[Opening Records section]
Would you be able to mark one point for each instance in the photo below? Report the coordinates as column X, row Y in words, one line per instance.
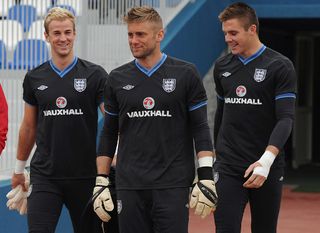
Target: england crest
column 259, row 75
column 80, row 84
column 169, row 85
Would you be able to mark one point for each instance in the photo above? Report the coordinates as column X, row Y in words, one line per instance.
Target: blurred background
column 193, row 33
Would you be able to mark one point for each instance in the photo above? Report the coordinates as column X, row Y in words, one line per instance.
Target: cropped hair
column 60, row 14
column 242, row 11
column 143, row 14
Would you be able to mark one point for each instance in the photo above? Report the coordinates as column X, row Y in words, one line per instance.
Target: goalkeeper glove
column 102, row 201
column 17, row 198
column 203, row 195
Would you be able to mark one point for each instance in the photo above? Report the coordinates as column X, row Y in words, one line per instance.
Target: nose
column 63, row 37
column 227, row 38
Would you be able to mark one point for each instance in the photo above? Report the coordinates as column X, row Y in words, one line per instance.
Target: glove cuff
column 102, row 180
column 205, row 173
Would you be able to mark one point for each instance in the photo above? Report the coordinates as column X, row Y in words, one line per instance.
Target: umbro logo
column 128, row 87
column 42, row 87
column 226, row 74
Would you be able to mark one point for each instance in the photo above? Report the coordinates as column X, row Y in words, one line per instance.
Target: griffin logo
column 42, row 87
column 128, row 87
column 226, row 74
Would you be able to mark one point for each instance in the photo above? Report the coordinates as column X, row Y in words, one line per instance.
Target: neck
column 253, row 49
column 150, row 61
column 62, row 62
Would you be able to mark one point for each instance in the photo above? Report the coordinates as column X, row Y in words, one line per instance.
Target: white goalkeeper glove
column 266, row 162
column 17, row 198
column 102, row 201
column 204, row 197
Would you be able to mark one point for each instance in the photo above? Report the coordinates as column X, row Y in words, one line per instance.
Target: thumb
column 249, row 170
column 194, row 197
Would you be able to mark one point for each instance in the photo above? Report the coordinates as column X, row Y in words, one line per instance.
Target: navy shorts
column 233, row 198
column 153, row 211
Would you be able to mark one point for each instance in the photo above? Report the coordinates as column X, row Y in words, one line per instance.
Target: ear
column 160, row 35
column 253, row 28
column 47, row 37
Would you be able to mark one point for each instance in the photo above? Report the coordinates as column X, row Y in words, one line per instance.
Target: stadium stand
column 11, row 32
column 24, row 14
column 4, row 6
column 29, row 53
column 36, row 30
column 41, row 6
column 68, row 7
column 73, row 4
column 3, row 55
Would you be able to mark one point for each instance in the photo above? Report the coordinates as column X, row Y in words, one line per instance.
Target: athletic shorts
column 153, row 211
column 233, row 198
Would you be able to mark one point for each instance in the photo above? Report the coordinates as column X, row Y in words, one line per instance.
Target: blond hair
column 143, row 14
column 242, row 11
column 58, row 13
[Closing Records section]
[Opening Records section]
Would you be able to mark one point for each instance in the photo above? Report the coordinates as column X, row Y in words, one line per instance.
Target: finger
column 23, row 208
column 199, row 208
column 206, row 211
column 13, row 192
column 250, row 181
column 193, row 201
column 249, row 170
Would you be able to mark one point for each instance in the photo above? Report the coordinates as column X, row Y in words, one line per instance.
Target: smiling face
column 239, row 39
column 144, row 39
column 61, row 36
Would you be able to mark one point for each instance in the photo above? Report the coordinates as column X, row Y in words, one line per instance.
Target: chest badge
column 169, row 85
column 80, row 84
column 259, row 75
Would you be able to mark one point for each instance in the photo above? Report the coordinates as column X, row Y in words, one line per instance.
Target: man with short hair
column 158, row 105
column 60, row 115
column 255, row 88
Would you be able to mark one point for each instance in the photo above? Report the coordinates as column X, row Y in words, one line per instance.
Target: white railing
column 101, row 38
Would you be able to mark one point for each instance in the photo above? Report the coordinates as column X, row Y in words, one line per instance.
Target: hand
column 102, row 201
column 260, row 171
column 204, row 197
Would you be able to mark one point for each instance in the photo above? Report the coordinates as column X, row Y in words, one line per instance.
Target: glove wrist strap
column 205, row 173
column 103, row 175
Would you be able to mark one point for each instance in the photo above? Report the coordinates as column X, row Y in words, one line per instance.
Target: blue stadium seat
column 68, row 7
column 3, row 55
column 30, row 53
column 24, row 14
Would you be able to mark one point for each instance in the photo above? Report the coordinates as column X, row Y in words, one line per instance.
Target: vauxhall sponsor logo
[Closing Records section]
> Task objective
Look through the data above and return exactly the lines from the one that contains "Target: glove wrist strap" to the one that contains "Target: vauxhall sponsor logo", inclusive, with nothing else.

> Written response
Target: glove wrist strap
column 205, row 173
column 103, row 175
Would you be able to mark one point for each instance in the photo above? Report the coordinates as column X, row Y in words, one line per instance.
Target: blue stadium seat
column 68, row 7
column 3, row 55
column 30, row 53
column 24, row 14
Would you be able to mark one point for each instance in the photo above? Report the coordinates as column X, row Y in words, one line per instance.
Target: vauxhall sponsor logo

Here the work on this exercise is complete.